**AIM OF THE EXERCISE:**
Repeat the lines below word for word, starting with the line that contains "In the photo above, where can the cherry" and going on through the very last line, both included.

━━━

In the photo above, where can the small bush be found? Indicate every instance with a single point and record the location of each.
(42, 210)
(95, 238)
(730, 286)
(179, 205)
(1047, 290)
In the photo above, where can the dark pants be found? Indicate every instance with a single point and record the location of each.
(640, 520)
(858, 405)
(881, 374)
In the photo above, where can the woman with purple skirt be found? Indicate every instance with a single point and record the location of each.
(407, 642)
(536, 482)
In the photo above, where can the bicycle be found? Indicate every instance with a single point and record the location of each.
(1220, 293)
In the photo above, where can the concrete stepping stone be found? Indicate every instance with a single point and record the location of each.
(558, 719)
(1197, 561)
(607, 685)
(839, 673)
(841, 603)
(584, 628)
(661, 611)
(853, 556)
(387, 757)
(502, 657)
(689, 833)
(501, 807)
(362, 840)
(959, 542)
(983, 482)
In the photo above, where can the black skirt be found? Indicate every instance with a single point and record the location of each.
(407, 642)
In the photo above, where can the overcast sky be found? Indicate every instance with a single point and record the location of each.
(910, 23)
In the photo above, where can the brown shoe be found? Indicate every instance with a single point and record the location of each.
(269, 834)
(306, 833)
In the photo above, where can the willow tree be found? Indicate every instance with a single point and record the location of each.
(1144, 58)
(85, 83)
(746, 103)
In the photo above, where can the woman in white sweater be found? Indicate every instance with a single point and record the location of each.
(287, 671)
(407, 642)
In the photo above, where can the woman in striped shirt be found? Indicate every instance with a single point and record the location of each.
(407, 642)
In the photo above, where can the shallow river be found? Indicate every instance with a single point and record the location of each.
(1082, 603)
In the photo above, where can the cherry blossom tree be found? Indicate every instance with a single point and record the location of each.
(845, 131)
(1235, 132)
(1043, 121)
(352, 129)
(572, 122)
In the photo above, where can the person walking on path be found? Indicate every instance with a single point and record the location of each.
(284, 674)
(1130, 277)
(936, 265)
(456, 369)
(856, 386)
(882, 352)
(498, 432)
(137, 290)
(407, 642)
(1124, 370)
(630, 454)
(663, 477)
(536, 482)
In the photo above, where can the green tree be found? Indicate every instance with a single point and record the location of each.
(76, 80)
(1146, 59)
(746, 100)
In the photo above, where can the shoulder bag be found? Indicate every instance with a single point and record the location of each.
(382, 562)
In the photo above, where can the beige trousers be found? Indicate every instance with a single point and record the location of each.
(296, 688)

━━━

**EXERCISE RESPONSE:**
In the photo above, where can the cherry blossom tree be found? Indicate every instance with a single point and record the location of each.
(845, 131)
(1235, 132)
(1043, 121)
(352, 129)
(572, 122)
In the photo above, where can the person walking on path be found? Indicate every instance with a single point and record the location of each.
(284, 674)
(1130, 277)
(936, 265)
(456, 369)
(856, 386)
(882, 352)
(498, 432)
(137, 290)
(407, 642)
(1124, 370)
(630, 454)
(663, 477)
(536, 482)
In the photo above, where can the green tree be found? Indicate every instance with a single point and record the location of each.
(76, 80)
(1146, 59)
(746, 100)
In the photo above, where can the shoulder bag be found? Indicate every instance with a single point and record the location of each.
(382, 562)
In the photo above, where can the beige trousers be found? Indicate every instance with a single point and record the location of each.
(296, 688)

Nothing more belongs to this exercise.